Stated task: Rewrite the stretch from the line containing "pole**, I would be grateful." through the end of the entries, putting "wooden pole" in place of "metal pole" and leaving everything else as it is.

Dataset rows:
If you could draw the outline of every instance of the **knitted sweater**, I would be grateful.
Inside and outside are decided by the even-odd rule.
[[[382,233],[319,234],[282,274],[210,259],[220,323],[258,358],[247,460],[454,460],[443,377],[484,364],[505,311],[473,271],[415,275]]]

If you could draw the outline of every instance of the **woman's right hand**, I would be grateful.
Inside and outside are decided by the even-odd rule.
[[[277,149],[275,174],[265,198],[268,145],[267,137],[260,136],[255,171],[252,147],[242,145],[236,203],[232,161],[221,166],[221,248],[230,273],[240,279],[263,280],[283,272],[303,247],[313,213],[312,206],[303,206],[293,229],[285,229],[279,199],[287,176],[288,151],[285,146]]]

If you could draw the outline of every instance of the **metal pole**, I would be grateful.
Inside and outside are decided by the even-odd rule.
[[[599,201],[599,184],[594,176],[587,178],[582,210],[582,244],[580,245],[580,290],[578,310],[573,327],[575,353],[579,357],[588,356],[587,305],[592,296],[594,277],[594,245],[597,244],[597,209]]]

Answer to the problem:
If you could draw the outline of every instance of the **wooden pole**, I would be grateful.
Inside and outside are decided by the even-odd rule.
[[[599,201],[599,184],[594,176],[587,178],[582,210],[582,244],[580,245],[580,290],[578,310],[573,327],[575,353],[579,357],[588,356],[587,305],[592,296],[594,277],[594,245],[597,244],[597,209]]]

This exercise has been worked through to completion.